*TEXT BLOCK*
** START **
Want to escape Australia’s beaten track? Plant the first footprints on a faraway beach? Explore wild places and encounter creatures you never expected to meet? Then ditch your guidebook and make a beeline to one of these awesome destinations right now! They demand some determination to reach, but you are sure to shake off the crowds along the way.
1. Red Bluff, Western Australia
The headland swell that peels off Red Bluff has magnetised West Coast surfers for decades, drawn to this remote beach camp, a bumpy, two-hour trip north of Carnarvon. Riding the epic left-hander by day and dossing down in swags and tents overnight has long been a ritual for wave riders, but it’s Red Bluff’s invigorating seascape and rustic campsites nestled against the cliffs that will excite all kinds of travellers to this one-in-a-million West Coast surf Mecca.
Uniquely, not much has changed about this spot in 20 years: the facilities are still primitive, the endless white sand beach remains utterly pristine and the coastal access track is still sandy and corrugated. The famous ‘Bluff Barrel’ is as powerful as ever and the family-run Red Bluff Store continues to brew a mean coffee, served in its weather beaten shack overlooking the sea.
Thankfully for non-surfers, Red Bluff’s appeal stretches beyond its world-famous waves. There are coral reefs and wreck sites to dive and snorkel, great beach fishing, and the best blowholes on the West Coast – all within easy reach of this remarkable wilderness camp. Located on Quobba Station at the southern edge of Ningaloo Marine Park and accessible only to 4WD vehicles with off-road rigs or tents, Red Bluff doesn’t offer much in the way of camper facilities (unless you splash out for the plush safari tents). There’s no power or showers, water or firewood, but the allure of this back-to-basics camping experience is palpable!
Essentials: Drive 24km north of Carnarvon, turn west and push on for 50km to reach the sea. Red Bluff (quobba.com.au) is another 64km north. Unpowered campsites cost $15pp (pit toilets only, BYO drinking water).
2. Dampier Archipelago, Western Australia
Midway up Australia’s rugged western coastline, beyond the rusty ironstone hills of the Burrup Peninsula, Flying Foam Passage leads boaties and kayakers into an archipelago of reef-fringed islands to snorkel, fish and camp in solitude. Clustered in a 45km-radius from land and irresistibly close to shore, 42 islands, islets and rock outcrops and their shallow protected seas nurture nurseries of stingrays, turtles and reef sharks.
Coral blooms on rocky reefs, and dugongs and bottlenose dolphins surf the swell that breaks onto endless white sand beaches. The entire archipelago is an important turtle-nesting site, and you can spot humpback whales passing by on their annual northern migration from July to September. Out of the water the landscape is just as remarkable. In 2014, WA proclaimed Murujuga National Park its 100th national park, finally affording protection to the Burrup Peninsula and the world’s largest concentration of ancient, Indigenous rock art.
** END **
*PROBLEMS*
- a) Output the passage from the remote Australian destinations article, starting at "Essentials: Drive 24km" and ending at "and reef sharks.".
- b) Go on with the article on remote Australian destinations from the point where it stops.

(Point annotation records)
** START **
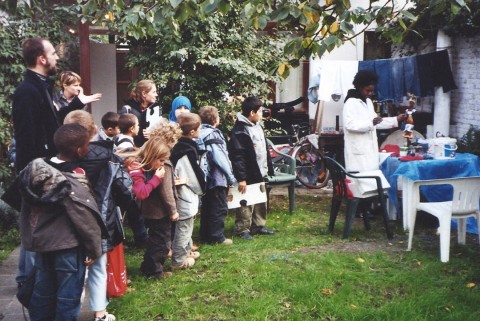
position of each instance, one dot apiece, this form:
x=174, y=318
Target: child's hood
x=183, y=147
x=42, y=183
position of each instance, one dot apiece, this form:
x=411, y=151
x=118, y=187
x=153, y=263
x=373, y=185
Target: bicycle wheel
x=310, y=167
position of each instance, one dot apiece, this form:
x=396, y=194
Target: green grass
x=304, y=273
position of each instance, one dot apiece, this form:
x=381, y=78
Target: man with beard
x=34, y=114
x=34, y=118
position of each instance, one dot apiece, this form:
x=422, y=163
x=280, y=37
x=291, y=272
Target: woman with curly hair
x=360, y=123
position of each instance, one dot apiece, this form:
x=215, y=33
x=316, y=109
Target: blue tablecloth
x=463, y=165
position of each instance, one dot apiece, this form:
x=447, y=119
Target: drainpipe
x=441, y=115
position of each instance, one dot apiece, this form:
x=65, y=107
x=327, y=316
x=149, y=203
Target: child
x=185, y=158
x=128, y=124
x=112, y=187
x=180, y=105
x=68, y=227
x=110, y=128
x=153, y=185
x=251, y=162
x=214, y=203
x=70, y=96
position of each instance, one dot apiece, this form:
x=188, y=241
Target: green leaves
x=175, y=3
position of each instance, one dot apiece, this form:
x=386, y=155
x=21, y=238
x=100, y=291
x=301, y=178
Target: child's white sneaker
x=189, y=262
x=106, y=317
x=194, y=255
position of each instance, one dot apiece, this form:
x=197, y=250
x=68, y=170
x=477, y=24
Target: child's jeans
x=250, y=218
x=159, y=238
x=58, y=285
x=213, y=213
x=182, y=242
x=97, y=284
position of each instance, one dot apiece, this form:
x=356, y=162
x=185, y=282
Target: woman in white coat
x=360, y=123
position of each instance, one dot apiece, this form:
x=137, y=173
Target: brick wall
x=465, y=101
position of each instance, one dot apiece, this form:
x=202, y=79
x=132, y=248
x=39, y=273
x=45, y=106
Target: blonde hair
x=82, y=118
x=126, y=121
x=68, y=78
x=208, y=114
x=141, y=87
x=170, y=132
x=154, y=149
x=188, y=122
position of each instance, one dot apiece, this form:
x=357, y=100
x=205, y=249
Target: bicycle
x=311, y=169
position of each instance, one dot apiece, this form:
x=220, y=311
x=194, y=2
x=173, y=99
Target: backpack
x=206, y=158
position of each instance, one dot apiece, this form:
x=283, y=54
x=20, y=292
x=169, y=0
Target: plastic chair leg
x=365, y=206
x=477, y=217
x=349, y=216
x=291, y=197
x=461, y=230
x=335, y=207
x=386, y=219
x=411, y=228
x=444, y=229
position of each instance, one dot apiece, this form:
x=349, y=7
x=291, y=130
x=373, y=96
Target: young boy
x=112, y=187
x=185, y=159
x=214, y=203
x=129, y=127
x=61, y=222
x=110, y=128
x=251, y=162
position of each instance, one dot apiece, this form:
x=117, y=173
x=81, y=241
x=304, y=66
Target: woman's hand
x=180, y=181
x=88, y=261
x=242, y=187
x=402, y=117
x=88, y=99
x=160, y=172
x=175, y=217
x=377, y=120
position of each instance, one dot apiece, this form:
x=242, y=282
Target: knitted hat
x=179, y=102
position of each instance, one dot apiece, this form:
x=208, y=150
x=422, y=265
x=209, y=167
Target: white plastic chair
x=465, y=203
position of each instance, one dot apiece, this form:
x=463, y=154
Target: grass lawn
x=9, y=240
x=304, y=273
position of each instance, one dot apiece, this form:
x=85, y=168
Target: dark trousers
x=58, y=285
x=212, y=215
x=159, y=238
x=136, y=222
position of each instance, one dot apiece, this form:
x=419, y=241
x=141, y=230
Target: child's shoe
x=106, y=317
x=189, y=262
x=194, y=255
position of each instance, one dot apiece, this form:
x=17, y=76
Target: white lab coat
x=361, y=145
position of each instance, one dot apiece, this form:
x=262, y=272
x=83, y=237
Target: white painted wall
x=104, y=78
x=465, y=107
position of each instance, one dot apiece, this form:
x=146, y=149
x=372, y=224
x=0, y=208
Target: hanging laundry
x=434, y=71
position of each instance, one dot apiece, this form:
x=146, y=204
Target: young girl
x=153, y=185
x=70, y=96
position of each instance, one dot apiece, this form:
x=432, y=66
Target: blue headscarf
x=176, y=103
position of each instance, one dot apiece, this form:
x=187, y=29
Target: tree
x=24, y=21
x=319, y=26
x=208, y=59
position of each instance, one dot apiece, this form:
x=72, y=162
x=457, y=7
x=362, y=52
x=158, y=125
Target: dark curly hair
x=365, y=78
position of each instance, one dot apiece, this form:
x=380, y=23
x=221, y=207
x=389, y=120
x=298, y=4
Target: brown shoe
x=189, y=262
x=194, y=255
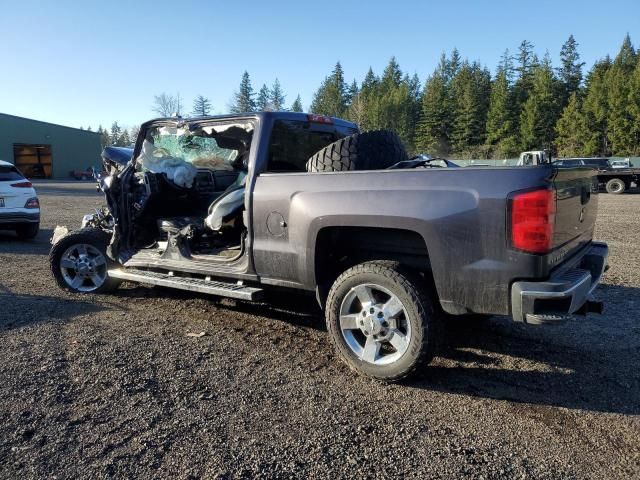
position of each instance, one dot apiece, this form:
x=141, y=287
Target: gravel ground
x=112, y=386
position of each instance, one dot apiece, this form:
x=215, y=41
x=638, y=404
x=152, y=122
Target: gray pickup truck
x=391, y=247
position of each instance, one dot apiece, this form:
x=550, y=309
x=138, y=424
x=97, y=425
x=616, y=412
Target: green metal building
x=46, y=150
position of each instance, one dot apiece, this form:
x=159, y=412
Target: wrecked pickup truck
x=238, y=205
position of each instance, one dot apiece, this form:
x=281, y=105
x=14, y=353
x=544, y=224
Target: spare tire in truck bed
x=374, y=150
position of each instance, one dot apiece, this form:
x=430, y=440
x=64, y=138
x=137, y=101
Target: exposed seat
x=175, y=224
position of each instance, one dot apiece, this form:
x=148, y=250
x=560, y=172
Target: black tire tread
x=94, y=236
x=415, y=287
x=372, y=150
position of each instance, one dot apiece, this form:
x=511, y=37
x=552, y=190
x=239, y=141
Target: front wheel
x=615, y=186
x=79, y=262
x=381, y=320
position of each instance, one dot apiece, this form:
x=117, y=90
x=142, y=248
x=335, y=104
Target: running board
x=212, y=287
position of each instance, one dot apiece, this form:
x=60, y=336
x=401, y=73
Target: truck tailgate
x=576, y=209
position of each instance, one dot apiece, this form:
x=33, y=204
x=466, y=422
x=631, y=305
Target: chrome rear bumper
x=557, y=299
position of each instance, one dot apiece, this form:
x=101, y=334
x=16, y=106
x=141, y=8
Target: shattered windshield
x=179, y=150
x=214, y=146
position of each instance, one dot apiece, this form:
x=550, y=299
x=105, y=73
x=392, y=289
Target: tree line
x=462, y=110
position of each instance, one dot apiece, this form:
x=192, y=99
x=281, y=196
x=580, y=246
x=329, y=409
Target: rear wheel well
x=338, y=248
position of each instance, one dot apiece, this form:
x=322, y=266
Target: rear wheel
x=615, y=186
x=27, y=231
x=79, y=262
x=381, y=321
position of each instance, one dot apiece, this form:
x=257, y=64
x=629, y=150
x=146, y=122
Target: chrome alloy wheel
x=374, y=324
x=83, y=267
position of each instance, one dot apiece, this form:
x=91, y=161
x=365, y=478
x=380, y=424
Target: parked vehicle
x=237, y=205
x=19, y=205
x=82, y=174
x=613, y=180
x=626, y=163
x=534, y=157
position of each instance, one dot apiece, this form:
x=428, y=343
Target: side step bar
x=212, y=287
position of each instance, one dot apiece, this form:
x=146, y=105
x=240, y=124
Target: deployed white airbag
x=228, y=204
x=157, y=160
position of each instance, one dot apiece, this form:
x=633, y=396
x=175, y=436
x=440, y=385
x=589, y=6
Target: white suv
x=19, y=205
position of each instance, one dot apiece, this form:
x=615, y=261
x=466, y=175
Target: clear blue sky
x=89, y=63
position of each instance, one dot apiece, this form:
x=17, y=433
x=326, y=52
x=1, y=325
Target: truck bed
x=461, y=216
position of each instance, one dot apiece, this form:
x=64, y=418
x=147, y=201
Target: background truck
x=238, y=205
x=613, y=180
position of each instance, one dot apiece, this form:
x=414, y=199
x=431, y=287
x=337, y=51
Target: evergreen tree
x=296, y=106
x=352, y=91
x=277, y=96
x=573, y=135
x=201, y=106
x=361, y=108
x=526, y=62
x=330, y=98
x=123, y=139
x=506, y=66
x=105, y=138
x=501, y=121
x=432, y=134
x=596, y=108
x=470, y=91
x=619, y=121
x=570, y=72
x=133, y=133
x=634, y=109
x=540, y=112
x=116, y=132
x=263, y=102
x=243, y=99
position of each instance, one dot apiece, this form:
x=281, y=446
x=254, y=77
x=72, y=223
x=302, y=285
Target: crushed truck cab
x=238, y=205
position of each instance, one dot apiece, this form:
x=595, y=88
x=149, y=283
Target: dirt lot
x=102, y=386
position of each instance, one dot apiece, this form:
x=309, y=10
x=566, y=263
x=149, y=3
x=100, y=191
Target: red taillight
x=32, y=203
x=26, y=184
x=312, y=117
x=532, y=220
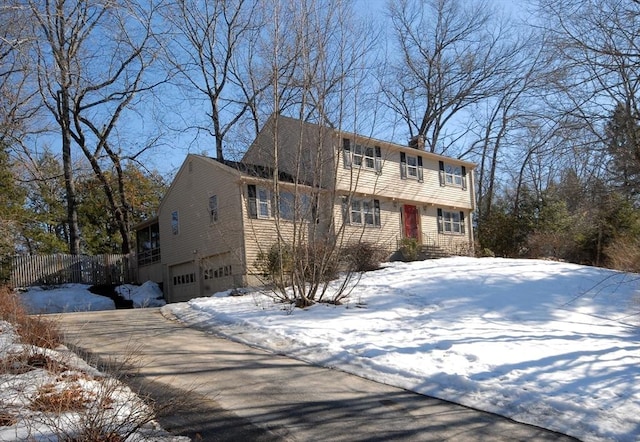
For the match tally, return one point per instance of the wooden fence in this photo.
(60, 269)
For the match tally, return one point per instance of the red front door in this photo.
(410, 221)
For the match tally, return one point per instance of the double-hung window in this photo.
(259, 200)
(411, 167)
(213, 208)
(450, 222)
(360, 156)
(361, 212)
(453, 175)
(262, 204)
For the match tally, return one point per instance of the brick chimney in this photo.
(417, 142)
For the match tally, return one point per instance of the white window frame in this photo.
(263, 202)
(452, 223)
(362, 212)
(175, 222)
(411, 166)
(453, 175)
(213, 208)
(363, 156)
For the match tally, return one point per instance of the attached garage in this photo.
(184, 282)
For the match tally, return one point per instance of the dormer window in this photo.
(411, 167)
(453, 175)
(360, 156)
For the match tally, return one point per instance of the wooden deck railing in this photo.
(29, 270)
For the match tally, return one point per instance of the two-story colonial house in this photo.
(217, 216)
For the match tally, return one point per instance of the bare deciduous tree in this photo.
(92, 59)
(211, 48)
(453, 55)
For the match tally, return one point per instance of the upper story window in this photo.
(290, 207)
(264, 203)
(175, 223)
(453, 175)
(411, 167)
(358, 155)
(148, 244)
(213, 208)
(361, 212)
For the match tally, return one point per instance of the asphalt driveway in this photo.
(212, 389)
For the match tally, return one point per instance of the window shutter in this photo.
(346, 152)
(464, 178)
(253, 207)
(345, 210)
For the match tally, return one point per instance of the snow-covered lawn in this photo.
(78, 298)
(547, 343)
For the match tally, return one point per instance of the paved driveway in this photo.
(228, 391)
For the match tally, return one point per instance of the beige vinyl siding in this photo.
(386, 236)
(260, 234)
(453, 243)
(197, 180)
(390, 184)
(183, 282)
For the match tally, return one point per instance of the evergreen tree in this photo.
(623, 144)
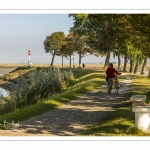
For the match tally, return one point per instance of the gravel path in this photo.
(73, 117)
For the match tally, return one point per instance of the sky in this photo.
(21, 32)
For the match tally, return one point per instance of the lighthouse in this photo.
(29, 62)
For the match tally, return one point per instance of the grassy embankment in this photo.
(121, 123)
(85, 80)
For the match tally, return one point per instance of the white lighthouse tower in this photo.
(29, 54)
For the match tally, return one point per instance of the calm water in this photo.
(3, 91)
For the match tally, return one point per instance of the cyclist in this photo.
(110, 72)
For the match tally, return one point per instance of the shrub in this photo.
(40, 83)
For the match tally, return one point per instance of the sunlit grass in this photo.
(57, 100)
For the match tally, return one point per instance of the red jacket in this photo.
(111, 72)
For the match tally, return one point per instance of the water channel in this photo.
(3, 92)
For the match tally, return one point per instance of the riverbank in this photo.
(6, 70)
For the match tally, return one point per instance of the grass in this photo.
(85, 83)
(121, 122)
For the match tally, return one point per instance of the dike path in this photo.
(72, 118)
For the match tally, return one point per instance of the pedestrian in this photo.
(110, 72)
(83, 65)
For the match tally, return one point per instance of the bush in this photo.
(40, 83)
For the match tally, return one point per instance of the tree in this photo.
(53, 44)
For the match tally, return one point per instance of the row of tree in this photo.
(124, 35)
(58, 44)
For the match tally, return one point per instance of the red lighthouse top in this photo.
(29, 52)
** END **
*SOLVED PROBLEMS*
- a)
Essentials: Drive 24km north of Carnarvon, turn west and push on for 50km to reach the sea. Red Bluff (quobba.com.au) is another 64km north. Unpowered campsites cost $15pp (pit toilets only, BYO drinking water).
2. Dampier Archipelago, Western Australia
Midway up Australia’s rugged western coastline, beyond the rusty ironstone hills of the Burrup Peninsula, Flying Foam Passage leads boaties and kayakers into an archipelago of reef-fringed islands to snorkel, fish and camp in solitude. Clustered in a 45km-radius from land and irresistibly close to shore, 42 islands, islets and rock outcrops and their shallow protected seas nurture nurseries of stingrays, turtles and reef sharks.

- b)
Etched with an estimated 100,000 petroglyphs, these 30,000-year-old rock canvases extend beyond the Burrup Peninsula to the archipelago islands too, where self-sufficient adventurers can pitch a tent and explore the ironstone hills that lie over the dunes. There are no facilities so bring drinking water, a fuel or gas stove, a shade shelter or tarp to keep the sun off, and take all rubbish away with you. Top spots to camp include the calm western edge of Dolphin Island, or the western sides of Gidley and Angel Islands where protected lagoons are ideal for snorkelling.
Essentials: From Karratha follow Dampier Road, turn onto Burrup Peninsula Road and continue north to the Withnell Bay boat ramp. Free camping is permitted on select offshore islands within 100m of the high tide mark (5-night limit, no pets, marginal phone coverage, head to parks.dpaw.wa.gov.au for maps and more). Visit during winter (June to September) when cool, comfortable temperatures average 13-26˚C.
3. Cedar Bay, Far North Queensland
Deep within one the north’s last remote patches of tropical rainforest, Cedar Bay’s tiny blue lagoon nudges against an arc of bleached, palm-fringed sand. Rare Bennetts tree kangaroos and cassowaries range the misty flanks above this blissfully deserted spot, which remains utterly pristine because it is only accessible to hikers and boaties.
Very few people make their way to Cedar Bay in the Mangkalba section of Ngalba Bulal National Park. This guarantees you a taste of the tropical utopia that existed in the 1970s before police dramatically destroyed the bay’s harmless hippy commune. Hiking is a wonderful way to reach this spot and the strenuous 17km (8 hours) trek from Rossville’s Home Rule Rainforest Lodge is one of the best in all of Northern Australia.
When you arrive at Cedar Bay, explore north to discover the beachside grave of Cedar Bay Bill, aka William Yale Evans, and his abandoned tin mining camp upstream on Ashwell Creek.
Essentials: Accessed via Home Rule Rainforest Lodge, 53km south of Cooktown, Cedar Bay is accessible on foot and via boat (launch at Ayton on the Bloomfield River). Bloomfield River Water Sports (phone 07 4060 8252) transfers campers and hires boats. Pay national park camping fees at www.nprsr.qld.gov.au ($6.15pp, BYO a fuel stove, water treatment system and take away all rubbish.) Be aware that estuarine crocodiles inhabit the area and avoid swimming or crossing tidal creeks at high tide. Visit during the cool, winter months to avoid marine stingers.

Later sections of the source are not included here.